→ What to work on
Transcribe each record below word for word.

Stored entries:
=-=-=-=-=
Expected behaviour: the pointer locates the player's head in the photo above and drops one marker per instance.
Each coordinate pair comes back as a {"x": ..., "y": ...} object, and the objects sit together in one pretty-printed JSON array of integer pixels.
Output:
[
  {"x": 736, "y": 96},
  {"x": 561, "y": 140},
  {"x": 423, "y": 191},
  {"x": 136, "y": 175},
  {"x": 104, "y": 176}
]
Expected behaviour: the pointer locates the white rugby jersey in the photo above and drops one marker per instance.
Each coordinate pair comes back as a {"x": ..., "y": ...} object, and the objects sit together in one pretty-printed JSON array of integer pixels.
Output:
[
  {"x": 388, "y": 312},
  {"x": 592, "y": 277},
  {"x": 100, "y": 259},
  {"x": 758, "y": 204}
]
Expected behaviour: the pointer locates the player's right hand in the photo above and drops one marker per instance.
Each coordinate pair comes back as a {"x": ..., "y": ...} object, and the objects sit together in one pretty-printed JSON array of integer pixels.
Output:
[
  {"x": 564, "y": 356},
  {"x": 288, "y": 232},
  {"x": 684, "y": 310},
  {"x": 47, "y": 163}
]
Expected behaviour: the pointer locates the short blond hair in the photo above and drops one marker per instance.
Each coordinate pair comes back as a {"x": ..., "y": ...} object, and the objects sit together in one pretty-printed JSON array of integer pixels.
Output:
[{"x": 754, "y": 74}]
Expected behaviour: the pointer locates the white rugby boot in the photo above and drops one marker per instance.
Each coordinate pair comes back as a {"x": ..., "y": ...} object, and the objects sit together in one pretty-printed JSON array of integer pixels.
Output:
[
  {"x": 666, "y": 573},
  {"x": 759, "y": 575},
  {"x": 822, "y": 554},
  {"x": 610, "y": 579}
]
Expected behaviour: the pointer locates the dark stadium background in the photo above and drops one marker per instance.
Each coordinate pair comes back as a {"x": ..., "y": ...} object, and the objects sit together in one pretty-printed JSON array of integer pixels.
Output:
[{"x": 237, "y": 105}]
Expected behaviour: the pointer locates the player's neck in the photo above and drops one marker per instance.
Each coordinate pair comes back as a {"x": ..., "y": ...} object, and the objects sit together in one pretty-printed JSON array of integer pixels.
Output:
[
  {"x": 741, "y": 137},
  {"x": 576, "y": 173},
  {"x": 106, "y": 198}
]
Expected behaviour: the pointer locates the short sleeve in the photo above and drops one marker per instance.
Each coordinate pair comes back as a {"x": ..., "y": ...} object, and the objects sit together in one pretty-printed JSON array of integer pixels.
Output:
=-=-=-=-=
→ Output of the exercise
Expected behaviour: the pointer locates the player's head in the photo above and drops one marker per instance.
Each coordinate pair comes back as a {"x": ..., "y": ...} object, and the objects sit together in one pretty-printed JSON array of integer pixels.
Output:
[
  {"x": 736, "y": 96},
  {"x": 561, "y": 140},
  {"x": 423, "y": 191},
  {"x": 136, "y": 175},
  {"x": 104, "y": 176}
]
Expected behaviour: the pointer locates the white rugby jersey in the photo above and drops one marker per instance.
Each coordinate pair comes back as a {"x": ..., "y": ...} object, and the objects sit together in one pretty-printed JSON array of integer pixels.
Output:
[
  {"x": 388, "y": 312},
  {"x": 592, "y": 277},
  {"x": 100, "y": 259},
  {"x": 758, "y": 204}
]
Expected behaviour: the pointer locates the player's right hand in the photo above and drops one marker per instance.
Each coordinate pair comes back as a {"x": ..., "y": ...} object, and the objects sit together in one pretty-printed JSON array of integer pixels.
Output:
[
  {"x": 564, "y": 356},
  {"x": 288, "y": 232},
  {"x": 684, "y": 310},
  {"x": 47, "y": 163}
]
Expected behaviour: the pointer locates the short blond hair in the photo above and drops one marker per instance.
Each coordinate pair comes back as a {"x": ..., "y": ...} object, and the objects sit together in one pretty-printed JSON array of integer pixels.
Output:
[{"x": 754, "y": 74}]
Expected behaviour: the pointer locates the white rugby boot in the photo above and drops one marker per instance.
Each coordinate pair comes back as a {"x": ..., "y": ...} object, and the objects sit together in one pretty-printed JSON array of integer pixels.
Output:
[
  {"x": 666, "y": 573},
  {"x": 759, "y": 575},
  {"x": 822, "y": 554},
  {"x": 610, "y": 579}
]
Expected behaviour: the pointer locates the dark stadium background in the photo above and drops one marker per instance.
Each coordinate pair comes back as a {"x": ..., "y": ...} object, and the objects sit together in one pretty-printed JSON array of integer pixels.
Output:
[{"x": 237, "y": 105}]
Expected behaviour: the pointer locates the player's neck in the photo above and drops one marker per instance.
Each coordinate pair comes back as a {"x": ..., "y": ...} object, and the objects sit together in one pretty-printed JSON array of integer pixels.
Output:
[
  {"x": 741, "y": 137},
  {"x": 576, "y": 173},
  {"x": 106, "y": 198}
]
Expected behaviour: the pointer locates the short sleeve in the photo above and drops one marker per instance.
Each coordinate pair comes back as a {"x": ..., "y": ...} object, and the objects sit together in one pretty-printed JSON array of integer pixels.
Output:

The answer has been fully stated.